_Input rows_
>> START

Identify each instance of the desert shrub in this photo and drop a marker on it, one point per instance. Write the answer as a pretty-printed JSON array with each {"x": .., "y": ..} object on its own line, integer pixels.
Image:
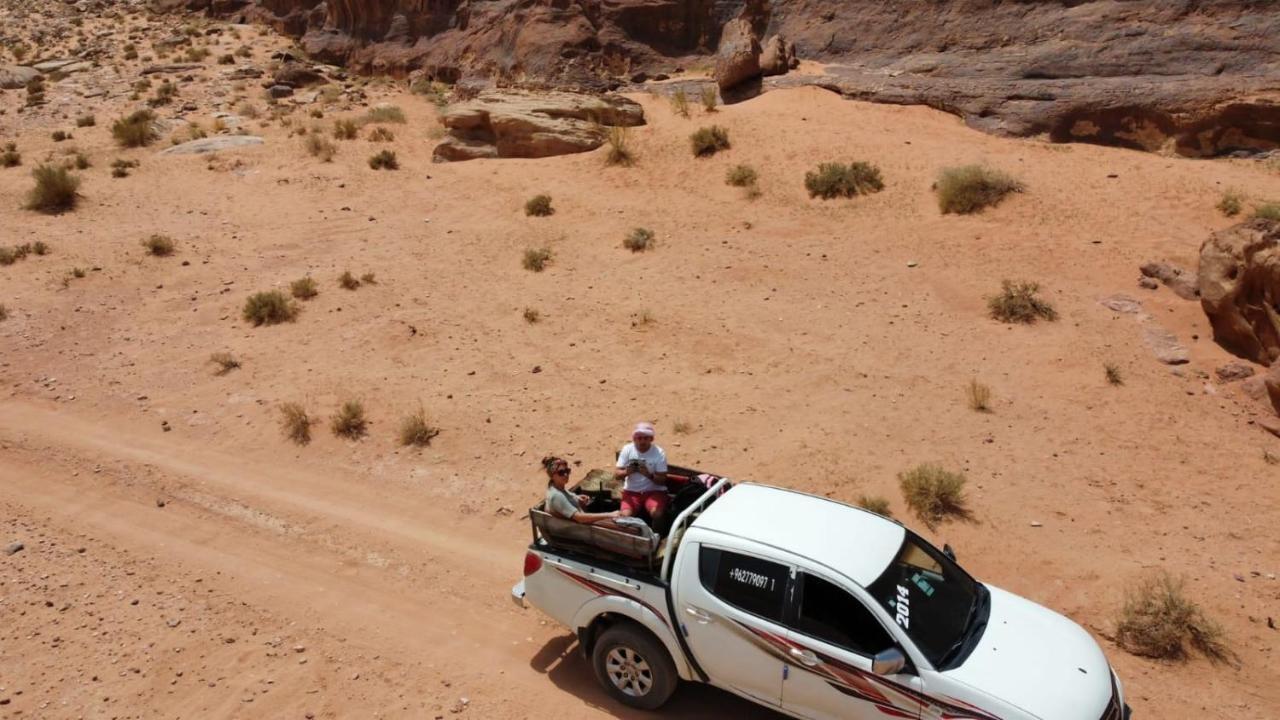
[
  {"x": 296, "y": 423},
  {"x": 539, "y": 206},
  {"x": 269, "y": 308},
  {"x": 709, "y": 141},
  {"x": 933, "y": 492},
  {"x": 1020, "y": 302},
  {"x": 384, "y": 160},
  {"x": 877, "y": 504},
  {"x": 350, "y": 420},
  {"x": 1112, "y": 373},
  {"x": 225, "y": 363},
  {"x": 346, "y": 130},
  {"x": 120, "y": 167},
  {"x": 416, "y": 432},
  {"x": 711, "y": 98},
  {"x": 1157, "y": 620},
  {"x": 1267, "y": 212},
  {"x": 740, "y": 176},
  {"x": 159, "y": 245},
  {"x": 135, "y": 130},
  {"x": 620, "y": 147},
  {"x": 304, "y": 288},
  {"x": 680, "y": 103},
  {"x": 10, "y": 158},
  {"x": 978, "y": 396},
  {"x": 969, "y": 188},
  {"x": 1230, "y": 204},
  {"x": 319, "y": 146},
  {"x": 639, "y": 240},
  {"x": 536, "y": 259},
  {"x": 841, "y": 180},
  {"x": 384, "y": 114},
  {"x": 55, "y": 190}
]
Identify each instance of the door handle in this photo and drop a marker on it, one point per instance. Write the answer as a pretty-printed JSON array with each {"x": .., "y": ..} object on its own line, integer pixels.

>> END

Render all the material above as a JSON list of strings, one string per line, with blank lines omitted and the pictures left out.

[
  "Identify each instance of the desert shrub in this photo and drop a marker on it, one point per instance. Write the answer as a pretty-printed JSON array with each {\"x\": .., \"y\": ..} object on its own line, integer pixels.",
  "Image:",
  "[",
  "  {\"x\": 296, \"y\": 423},",
  "  {\"x\": 539, \"y\": 206},",
  "  {\"x\": 269, \"y\": 308},",
  "  {\"x\": 709, \"y\": 141},",
  "  {\"x\": 933, \"y\": 492},",
  "  {\"x\": 1020, \"y\": 302},",
  "  {\"x\": 384, \"y\": 160},",
  "  {\"x\": 877, \"y\": 504},",
  "  {\"x\": 350, \"y\": 420},",
  "  {\"x\": 1112, \"y\": 373},",
  "  {\"x\": 225, \"y\": 363},",
  "  {\"x\": 346, \"y\": 130},",
  "  {\"x\": 120, \"y\": 167},",
  "  {\"x\": 416, \"y\": 432},",
  "  {\"x\": 711, \"y\": 98},",
  "  {\"x\": 1157, \"y\": 620},",
  "  {\"x\": 1267, \"y\": 212},",
  "  {\"x\": 740, \"y\": 176},",
  "  {\"x\": 159, \"y\": 245},",
  "  {\"x\": 135, \"y\": 130},",
  "  {\"x\": 620, \"y\": 147},",
  "  {\"x\": 304, \"y\": 288},",
  "  {\"x\": 680, \"y\": 103},",
  "  {\"x\": 10, \"y\": 158},",
  "  {\"x\": 978, \"y\": 396},",
  "  {\"x\": 969, \"y\": 188},",
  "  {\"x\": 1230, \"y\": 204},",
  "  {\"x\": 319, \"y\": 146},",
  "  {\"x\": 639, \"y\": 240},",
  "  {\"x\": 536, \"y\": 259},",
  "  {\"x\": 841, \"y\": 180},",
  "  {\"x\": 384, \"y\": 114},",
  "  {\"x\": 55, \"y\": 190}",
  "]",
  "Identify each instance of the door handle in this photo and drop a marker on it, one point per instance. Write the answer as a pretty-printed JSON array with each {\"x\": .., \"y\": ..} object on its own line, integer pixels."
]